Exercise details:
Check every line of the entries for the string "facade" and return the ones that contain it.

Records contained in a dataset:

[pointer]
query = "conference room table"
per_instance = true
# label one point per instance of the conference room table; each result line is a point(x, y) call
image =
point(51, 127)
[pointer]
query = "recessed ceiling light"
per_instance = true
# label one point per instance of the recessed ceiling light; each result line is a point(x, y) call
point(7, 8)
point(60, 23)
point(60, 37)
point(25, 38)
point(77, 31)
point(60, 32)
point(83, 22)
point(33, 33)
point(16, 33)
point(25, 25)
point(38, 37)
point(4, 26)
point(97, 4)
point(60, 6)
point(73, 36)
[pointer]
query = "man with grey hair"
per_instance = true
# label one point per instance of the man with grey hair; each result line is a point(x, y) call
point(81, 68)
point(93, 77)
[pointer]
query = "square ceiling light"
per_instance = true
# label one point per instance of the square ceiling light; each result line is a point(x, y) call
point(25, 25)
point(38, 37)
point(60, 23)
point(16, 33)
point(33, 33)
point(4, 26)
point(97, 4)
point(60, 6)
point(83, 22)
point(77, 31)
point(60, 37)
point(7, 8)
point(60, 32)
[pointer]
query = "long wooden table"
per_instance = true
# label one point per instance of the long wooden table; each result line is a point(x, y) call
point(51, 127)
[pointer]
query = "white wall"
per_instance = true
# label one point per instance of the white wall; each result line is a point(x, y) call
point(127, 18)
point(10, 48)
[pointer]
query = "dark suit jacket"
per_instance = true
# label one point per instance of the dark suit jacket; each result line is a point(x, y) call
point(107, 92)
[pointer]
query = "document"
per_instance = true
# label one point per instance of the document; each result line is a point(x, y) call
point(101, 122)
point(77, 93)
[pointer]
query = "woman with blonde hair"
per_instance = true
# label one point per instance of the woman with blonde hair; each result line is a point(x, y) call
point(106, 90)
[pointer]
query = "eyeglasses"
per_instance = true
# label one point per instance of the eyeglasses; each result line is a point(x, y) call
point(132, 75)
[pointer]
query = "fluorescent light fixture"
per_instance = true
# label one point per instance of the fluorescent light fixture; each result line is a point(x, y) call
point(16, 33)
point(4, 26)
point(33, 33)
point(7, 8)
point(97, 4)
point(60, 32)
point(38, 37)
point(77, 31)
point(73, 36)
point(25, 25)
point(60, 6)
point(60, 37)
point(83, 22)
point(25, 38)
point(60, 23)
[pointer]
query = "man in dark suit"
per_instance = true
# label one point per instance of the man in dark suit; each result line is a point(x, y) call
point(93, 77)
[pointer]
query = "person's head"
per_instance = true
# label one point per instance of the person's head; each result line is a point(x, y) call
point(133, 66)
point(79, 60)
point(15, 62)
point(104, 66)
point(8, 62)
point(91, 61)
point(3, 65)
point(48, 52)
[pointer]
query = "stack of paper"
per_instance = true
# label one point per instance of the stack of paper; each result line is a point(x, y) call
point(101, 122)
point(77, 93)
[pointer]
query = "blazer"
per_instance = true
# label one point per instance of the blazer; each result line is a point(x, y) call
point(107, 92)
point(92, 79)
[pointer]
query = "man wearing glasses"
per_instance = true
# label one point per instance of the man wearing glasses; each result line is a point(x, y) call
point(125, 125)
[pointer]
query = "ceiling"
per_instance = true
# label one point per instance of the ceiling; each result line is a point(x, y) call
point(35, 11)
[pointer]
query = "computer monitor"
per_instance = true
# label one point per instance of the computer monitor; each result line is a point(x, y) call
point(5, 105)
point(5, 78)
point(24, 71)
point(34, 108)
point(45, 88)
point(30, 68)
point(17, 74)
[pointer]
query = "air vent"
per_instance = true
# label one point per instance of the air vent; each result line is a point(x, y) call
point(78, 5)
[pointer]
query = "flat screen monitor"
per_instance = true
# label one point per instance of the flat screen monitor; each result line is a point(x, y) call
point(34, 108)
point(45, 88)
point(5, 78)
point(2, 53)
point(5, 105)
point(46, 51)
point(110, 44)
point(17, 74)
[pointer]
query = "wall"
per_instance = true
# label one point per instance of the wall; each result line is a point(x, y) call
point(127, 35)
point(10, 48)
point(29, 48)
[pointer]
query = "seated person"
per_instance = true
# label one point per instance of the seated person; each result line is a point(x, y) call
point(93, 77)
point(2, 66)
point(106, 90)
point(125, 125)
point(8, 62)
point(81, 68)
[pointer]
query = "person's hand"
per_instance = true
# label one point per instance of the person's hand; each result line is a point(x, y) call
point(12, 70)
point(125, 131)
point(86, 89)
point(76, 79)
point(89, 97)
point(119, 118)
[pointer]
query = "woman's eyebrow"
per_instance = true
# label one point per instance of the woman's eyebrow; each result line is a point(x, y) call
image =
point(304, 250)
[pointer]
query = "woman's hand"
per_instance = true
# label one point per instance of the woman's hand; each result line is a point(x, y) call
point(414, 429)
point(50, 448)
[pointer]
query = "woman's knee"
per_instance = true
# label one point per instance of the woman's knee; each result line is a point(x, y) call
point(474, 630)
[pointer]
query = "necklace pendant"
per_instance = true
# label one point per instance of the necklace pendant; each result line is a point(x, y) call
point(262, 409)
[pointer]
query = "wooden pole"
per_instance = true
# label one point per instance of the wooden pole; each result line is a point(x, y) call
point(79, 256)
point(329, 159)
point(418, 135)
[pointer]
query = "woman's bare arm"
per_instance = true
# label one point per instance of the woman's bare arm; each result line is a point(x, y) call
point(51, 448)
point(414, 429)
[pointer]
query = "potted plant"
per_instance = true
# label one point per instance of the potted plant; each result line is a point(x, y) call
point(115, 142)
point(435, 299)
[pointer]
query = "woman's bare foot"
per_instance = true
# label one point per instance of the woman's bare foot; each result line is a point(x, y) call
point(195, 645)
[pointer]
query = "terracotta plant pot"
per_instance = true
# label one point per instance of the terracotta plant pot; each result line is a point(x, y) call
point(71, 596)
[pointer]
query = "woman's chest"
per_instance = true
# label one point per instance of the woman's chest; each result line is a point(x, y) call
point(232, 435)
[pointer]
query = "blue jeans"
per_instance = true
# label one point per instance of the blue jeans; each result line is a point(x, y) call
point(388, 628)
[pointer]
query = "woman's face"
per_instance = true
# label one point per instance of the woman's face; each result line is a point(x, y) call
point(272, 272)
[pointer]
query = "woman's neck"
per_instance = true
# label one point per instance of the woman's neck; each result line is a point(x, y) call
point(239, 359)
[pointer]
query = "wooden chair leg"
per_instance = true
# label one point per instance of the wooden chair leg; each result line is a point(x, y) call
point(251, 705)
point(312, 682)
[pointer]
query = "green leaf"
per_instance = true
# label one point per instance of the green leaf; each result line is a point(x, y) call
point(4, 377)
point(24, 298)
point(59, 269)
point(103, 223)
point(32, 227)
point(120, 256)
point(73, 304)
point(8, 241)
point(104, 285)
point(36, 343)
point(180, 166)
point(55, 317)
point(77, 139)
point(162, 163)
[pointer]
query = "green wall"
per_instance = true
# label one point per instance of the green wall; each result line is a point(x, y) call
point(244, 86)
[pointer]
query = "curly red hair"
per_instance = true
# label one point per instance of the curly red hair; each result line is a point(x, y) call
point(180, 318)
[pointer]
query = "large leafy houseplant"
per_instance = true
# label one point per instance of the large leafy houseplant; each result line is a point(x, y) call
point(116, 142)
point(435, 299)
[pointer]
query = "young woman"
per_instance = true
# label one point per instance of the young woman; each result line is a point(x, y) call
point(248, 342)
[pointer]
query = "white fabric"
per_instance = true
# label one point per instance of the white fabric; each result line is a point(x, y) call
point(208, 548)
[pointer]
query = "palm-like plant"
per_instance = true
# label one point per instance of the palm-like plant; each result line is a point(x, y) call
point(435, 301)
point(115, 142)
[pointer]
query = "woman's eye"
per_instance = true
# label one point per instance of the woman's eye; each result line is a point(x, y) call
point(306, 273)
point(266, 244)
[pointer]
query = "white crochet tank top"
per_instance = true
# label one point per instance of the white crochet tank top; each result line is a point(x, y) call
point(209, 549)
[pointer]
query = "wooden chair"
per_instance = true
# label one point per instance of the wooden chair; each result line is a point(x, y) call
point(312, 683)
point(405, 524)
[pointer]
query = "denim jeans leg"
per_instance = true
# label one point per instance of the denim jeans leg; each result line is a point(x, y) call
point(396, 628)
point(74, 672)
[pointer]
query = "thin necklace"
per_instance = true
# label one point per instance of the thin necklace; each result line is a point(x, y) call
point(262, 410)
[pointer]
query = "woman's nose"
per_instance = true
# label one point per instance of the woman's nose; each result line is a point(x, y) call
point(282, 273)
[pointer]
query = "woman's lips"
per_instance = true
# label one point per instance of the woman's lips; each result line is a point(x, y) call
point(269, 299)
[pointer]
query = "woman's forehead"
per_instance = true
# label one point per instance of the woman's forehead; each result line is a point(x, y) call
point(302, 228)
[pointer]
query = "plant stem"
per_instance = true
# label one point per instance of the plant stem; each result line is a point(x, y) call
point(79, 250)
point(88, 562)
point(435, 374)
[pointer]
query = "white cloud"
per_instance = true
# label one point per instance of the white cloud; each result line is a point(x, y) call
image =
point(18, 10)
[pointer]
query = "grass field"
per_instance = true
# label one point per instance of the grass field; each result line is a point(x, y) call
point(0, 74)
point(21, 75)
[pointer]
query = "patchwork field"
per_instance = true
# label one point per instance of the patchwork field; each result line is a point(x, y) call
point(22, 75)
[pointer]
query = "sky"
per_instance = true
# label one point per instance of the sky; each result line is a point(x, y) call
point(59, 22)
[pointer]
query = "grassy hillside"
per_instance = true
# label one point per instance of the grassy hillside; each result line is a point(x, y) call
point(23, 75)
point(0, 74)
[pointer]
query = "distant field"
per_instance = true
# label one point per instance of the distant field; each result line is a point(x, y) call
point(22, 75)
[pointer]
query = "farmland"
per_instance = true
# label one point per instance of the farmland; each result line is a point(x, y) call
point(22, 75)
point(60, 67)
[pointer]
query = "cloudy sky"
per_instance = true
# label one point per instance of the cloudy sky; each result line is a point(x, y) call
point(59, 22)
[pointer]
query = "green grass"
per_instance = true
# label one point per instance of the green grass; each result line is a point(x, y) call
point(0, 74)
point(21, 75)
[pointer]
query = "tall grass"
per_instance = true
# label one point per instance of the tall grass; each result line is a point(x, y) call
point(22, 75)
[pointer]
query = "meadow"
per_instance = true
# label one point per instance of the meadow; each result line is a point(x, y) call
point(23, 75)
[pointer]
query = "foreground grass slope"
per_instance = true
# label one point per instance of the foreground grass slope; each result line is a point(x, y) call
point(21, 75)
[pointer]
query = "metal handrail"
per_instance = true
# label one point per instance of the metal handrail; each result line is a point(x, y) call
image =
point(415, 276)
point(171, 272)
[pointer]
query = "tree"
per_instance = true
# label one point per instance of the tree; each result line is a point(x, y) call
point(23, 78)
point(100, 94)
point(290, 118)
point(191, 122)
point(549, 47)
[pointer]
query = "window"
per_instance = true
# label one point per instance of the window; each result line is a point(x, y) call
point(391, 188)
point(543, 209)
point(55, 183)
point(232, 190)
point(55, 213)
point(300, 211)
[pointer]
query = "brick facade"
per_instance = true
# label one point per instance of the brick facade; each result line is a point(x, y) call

Problem solution:
query = "brick facade"
# label one point per instance of the brick facade; each result line is a point(x, y) call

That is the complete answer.